▶ What the task asks
If a line in the data below holds the word "bush", copy it.

Dataset entries:

== Segment start ==

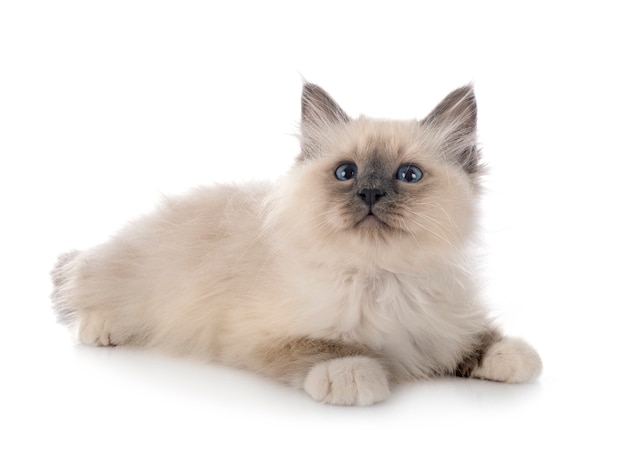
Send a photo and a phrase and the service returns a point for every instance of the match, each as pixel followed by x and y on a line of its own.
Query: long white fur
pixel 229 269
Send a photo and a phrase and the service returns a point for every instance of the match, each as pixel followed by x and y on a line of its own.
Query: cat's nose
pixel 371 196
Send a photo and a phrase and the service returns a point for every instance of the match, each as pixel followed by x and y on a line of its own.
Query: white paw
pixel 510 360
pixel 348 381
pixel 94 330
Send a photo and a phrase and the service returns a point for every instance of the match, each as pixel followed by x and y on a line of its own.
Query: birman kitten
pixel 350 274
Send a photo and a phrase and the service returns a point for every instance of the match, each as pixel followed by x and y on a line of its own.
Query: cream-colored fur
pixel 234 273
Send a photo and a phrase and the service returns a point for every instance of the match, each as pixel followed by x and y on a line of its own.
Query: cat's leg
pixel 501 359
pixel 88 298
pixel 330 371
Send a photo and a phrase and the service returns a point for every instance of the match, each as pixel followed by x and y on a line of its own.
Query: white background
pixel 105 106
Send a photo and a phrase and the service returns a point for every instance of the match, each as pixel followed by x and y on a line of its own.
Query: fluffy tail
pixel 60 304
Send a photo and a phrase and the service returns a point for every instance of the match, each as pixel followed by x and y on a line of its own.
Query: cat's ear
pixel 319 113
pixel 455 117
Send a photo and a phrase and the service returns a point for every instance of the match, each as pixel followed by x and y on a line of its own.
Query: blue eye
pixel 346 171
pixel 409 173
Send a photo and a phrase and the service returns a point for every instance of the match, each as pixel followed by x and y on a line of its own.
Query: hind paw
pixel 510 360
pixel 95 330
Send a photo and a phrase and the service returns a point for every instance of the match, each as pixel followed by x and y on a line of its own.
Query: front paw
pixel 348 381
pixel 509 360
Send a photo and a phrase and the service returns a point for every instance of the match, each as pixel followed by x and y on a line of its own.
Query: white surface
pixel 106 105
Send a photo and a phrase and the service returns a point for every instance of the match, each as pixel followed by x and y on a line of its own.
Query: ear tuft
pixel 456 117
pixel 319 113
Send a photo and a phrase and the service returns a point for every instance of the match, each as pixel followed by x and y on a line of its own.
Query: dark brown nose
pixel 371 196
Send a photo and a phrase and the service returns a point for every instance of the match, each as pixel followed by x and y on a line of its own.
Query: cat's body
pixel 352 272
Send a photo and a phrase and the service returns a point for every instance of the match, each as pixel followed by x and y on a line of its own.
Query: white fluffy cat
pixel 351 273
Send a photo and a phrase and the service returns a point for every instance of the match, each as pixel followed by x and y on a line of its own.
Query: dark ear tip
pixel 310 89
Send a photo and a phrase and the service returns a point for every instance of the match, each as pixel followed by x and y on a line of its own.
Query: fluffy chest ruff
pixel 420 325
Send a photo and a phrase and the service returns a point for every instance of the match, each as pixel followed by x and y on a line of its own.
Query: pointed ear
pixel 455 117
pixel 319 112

== Segment end ==
== Segment start ==

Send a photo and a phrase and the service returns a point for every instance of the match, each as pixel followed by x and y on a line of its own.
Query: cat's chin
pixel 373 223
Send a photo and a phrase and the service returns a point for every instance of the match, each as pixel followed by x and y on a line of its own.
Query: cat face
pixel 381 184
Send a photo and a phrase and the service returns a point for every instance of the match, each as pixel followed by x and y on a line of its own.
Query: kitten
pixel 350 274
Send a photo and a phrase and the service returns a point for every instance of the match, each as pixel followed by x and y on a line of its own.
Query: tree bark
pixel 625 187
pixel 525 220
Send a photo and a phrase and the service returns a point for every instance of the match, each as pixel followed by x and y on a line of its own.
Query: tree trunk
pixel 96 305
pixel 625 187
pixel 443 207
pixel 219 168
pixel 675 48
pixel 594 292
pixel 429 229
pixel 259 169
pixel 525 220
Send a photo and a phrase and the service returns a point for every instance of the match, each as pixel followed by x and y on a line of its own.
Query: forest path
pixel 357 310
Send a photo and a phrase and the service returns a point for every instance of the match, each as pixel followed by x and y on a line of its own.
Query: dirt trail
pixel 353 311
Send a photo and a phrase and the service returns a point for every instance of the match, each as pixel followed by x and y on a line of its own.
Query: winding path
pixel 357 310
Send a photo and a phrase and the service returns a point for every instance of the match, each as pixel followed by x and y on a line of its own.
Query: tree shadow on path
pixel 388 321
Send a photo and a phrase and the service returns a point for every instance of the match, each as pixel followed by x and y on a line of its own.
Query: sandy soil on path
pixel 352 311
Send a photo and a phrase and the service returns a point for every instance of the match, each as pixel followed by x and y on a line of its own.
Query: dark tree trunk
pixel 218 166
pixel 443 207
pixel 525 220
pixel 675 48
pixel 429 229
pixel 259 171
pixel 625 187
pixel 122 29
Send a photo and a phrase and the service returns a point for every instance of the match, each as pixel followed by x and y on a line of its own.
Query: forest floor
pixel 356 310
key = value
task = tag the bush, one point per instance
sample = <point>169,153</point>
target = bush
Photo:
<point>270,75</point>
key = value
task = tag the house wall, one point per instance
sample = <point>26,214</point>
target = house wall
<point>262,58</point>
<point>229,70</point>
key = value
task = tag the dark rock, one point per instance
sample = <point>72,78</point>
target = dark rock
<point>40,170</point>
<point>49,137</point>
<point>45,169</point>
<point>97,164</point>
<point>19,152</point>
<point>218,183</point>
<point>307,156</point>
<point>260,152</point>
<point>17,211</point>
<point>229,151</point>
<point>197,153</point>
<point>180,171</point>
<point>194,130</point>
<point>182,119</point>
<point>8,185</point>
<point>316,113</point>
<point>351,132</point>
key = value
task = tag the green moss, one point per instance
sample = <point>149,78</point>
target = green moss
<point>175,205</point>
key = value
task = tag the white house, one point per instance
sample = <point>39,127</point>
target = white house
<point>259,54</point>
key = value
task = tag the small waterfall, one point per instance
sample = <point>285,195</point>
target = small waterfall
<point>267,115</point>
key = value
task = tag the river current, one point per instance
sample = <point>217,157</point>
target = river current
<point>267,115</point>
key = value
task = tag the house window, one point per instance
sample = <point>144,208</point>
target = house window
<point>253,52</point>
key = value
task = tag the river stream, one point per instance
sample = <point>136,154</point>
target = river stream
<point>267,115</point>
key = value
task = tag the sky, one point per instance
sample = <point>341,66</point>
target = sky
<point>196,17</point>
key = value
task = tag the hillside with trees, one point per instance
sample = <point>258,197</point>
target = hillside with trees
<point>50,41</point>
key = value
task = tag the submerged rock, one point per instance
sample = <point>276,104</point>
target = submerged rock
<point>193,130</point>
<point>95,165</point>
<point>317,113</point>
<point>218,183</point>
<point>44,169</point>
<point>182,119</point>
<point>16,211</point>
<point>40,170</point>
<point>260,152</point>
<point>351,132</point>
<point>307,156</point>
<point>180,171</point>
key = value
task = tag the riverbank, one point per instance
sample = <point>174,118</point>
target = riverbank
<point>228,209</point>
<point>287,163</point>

== Segment end ==

▶ Response below
task = tag the bush, one point per instance
target = bush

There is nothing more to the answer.